● **Brano da leggere**:
E se sulla scuola provassimo a fare un ragionamento più articolato dell'aperto/chiuso?

Aluisi Tosolini dirige il Liceo Bertolucci di Parma. Da lunedì parte il GOL: un giorno alla settimana a casa in didattica a distanza. Per alleggerire la pressione sui trasporti, certo, ma soprattutto per poter mettere in campo quelle didattiche di cooperative learning che la scuola in presenza oggi non permette. «Le scuole hanno fatto i compiti e sono divenute centri di innovazione didattica e digitale. Per questo è sbagliato ragionare solo in termini di aperto/chiuso, servono scelte "personalizzate". Chiudere tutto è la scelta più facile, ma è una sconfitta»

di Sara De Carli (redazione di VITA)

● **Dati forniti**:

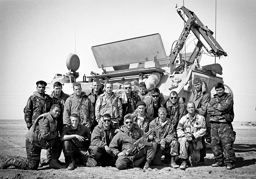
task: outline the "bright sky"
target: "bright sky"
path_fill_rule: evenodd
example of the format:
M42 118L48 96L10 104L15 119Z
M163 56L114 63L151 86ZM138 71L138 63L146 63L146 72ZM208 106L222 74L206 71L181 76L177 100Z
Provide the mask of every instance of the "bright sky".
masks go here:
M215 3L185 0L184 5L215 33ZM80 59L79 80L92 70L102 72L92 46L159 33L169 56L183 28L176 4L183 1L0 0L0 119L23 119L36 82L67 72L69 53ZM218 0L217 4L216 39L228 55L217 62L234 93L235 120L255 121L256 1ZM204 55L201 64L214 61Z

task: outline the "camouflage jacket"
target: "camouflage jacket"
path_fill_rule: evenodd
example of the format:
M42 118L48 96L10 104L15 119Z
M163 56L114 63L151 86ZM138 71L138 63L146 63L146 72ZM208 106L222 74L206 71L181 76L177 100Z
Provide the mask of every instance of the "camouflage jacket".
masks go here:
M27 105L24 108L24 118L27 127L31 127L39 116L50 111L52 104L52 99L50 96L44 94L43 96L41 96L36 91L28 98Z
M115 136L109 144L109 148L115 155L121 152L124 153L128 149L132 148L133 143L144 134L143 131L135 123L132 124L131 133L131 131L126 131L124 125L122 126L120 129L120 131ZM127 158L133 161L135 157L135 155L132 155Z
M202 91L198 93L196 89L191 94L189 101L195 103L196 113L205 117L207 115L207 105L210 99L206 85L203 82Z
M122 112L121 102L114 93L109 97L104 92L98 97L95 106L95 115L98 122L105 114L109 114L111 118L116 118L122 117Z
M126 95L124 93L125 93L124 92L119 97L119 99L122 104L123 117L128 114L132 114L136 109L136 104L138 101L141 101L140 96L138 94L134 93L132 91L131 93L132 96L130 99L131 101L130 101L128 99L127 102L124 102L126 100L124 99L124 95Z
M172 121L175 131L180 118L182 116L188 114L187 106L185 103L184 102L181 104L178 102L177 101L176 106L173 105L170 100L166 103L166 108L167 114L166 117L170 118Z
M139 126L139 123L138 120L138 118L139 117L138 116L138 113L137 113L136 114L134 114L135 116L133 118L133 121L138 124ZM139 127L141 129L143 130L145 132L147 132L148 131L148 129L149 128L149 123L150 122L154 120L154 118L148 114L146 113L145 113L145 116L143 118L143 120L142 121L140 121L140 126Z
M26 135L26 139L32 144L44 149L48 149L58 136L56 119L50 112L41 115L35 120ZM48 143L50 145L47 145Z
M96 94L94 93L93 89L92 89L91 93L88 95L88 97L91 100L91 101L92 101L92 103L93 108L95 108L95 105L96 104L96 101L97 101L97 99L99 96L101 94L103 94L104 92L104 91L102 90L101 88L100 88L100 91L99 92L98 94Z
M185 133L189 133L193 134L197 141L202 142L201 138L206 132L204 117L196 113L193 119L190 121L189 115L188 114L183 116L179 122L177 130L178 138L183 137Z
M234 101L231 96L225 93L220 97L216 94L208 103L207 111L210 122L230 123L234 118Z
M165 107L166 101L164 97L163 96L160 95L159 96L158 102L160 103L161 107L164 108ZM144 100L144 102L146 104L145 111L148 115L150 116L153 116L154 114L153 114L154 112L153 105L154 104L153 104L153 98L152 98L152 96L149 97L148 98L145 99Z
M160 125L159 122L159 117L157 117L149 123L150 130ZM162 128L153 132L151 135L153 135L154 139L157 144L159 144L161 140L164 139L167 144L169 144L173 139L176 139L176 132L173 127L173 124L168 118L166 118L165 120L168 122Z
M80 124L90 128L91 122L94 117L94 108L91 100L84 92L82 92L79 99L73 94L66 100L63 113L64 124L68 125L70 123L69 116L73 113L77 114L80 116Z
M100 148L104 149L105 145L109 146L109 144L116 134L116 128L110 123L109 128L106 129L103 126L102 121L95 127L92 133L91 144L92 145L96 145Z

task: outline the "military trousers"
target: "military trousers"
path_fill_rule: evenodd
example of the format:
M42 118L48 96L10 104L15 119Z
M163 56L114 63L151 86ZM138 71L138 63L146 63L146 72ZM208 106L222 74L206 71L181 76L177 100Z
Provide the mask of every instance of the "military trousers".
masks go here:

● **Elenco dei compiti**:
- A) Secondo il brano sulla scuola, per quali motivi il Liceo Bertolucci di Parma avvia il GOL? Rispondi in una, due o tre frasi.
- B) Prosegui il brano sulla scuola a partire dalla sua ultima riga.

● **Risposte per numero**:
- A) Il liceo avvia il GOL, cioè un giorno alla settimana a casa in didattica a distanza, per alleggerire la pressione sui trasporti. Il motivo principale, però, è poter mettere in campo quelle didattiche di cooperative learning che la scuola in presenza oggi non permette.

- B)
Aluisi Tosolini ha parole chiare: la chiusura delle scuole in blocco è una «sconfitta per tutti». Campania, Lombardia, Lazio e Liguria sono le prime regioni ad aver preso un provvedimento in questo senso, con scelte differenti da una regione all’altra. «Finalmente c’è un ragionamento territorialmente mirato e questo è positivo poiché è evidente che non tutti i contesti territoriali hanno bisogno della stessa “cura da cavallo”», commenta il dirigente del Liceo Bertolucci di Parma. Però non è ancora abbastanza: «Siamo sicuri, allora, che la situazione a Chiavenna sia uguale a quella di Milano, giusto per stare alla Lombardia? Credo proprio di no. E allo stesso modo, sulla proposta di iniziare alle 9, in una città di medie dimensioni come Parma, dove le corriere essenzialmente portano in città solo gli studenti dalla provincia, spostare l’ingresso dalle 8 alle 9 significa solo spostare il traffico dalle 8 alle 9, non alleggerirlo alle 8. Nelle città, con la metropolitana, le cose sono diverse. Mi sembra venga messa a prova l’autonomia, come se proprio quelli che l’hanno tanto cercata ora non la volessero più. Qui in Emilia Romagna - almeno mia provincia – è stato messo in piedi una sorta di microgruppo di lavoro tra provincia, sanità, scuole e trasporti per rispondere velocemente all’evoluzione dei dati. Perché è chiaro che se ce ne fosse bisogno la scuola va chiusa, non siamo qui a dire che non si deve chiudere o che la scuola va tenuta aperta ad ogni costo. Soltanto diciamo “non si scelga sempre la strada più facile”».